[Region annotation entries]

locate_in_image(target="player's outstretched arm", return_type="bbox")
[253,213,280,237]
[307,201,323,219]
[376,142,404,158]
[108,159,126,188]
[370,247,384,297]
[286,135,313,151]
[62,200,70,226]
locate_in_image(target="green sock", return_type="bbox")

Job
Repeat every one of the records above word for word, with no changes.

Written solution
locate_in_image(target="player's outstretched arm", return_type="bbox")
[253,213,280,237]
[307,201,323,219]
[376,142,404,158]
[108,159,126,188]
[370,247,384,297]
[286,135,313,151]
[62,200,70,226]
locate_in_image(target="green sock", return_type="bbox")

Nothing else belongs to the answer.